• TASK BRIEF: Reproduce each of the records below word for word, leaving every line unchanged.

[start of DATASET EXTRACT]

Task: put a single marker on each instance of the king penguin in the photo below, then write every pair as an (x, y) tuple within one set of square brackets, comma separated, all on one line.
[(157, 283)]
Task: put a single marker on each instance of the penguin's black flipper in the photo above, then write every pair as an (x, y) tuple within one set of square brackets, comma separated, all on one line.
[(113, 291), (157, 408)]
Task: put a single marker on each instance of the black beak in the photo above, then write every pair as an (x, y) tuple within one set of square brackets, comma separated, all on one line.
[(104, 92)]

[end of DATASET EXTRACT]

• REPLY:
Task: put a single marker on each instance of the king penguin in the photo below, then write every pair as an (x, y) tuple within one set of square brackets, comma separated, all on one line.
[(157, 283)]
Task: put a single marker on each instance of the penguin's black flipper in the photo above, then write every pair as an (x, y) tuple within one set of square brackets, comma separated, all on one line.
[(113, 291), (157, 408)]
Task: put a single marker on each instance of the black beak in the photo above, then write every pair as an (x, y) tuple within one set of square brackets, comma separated, all on one line.
[(104, 92)]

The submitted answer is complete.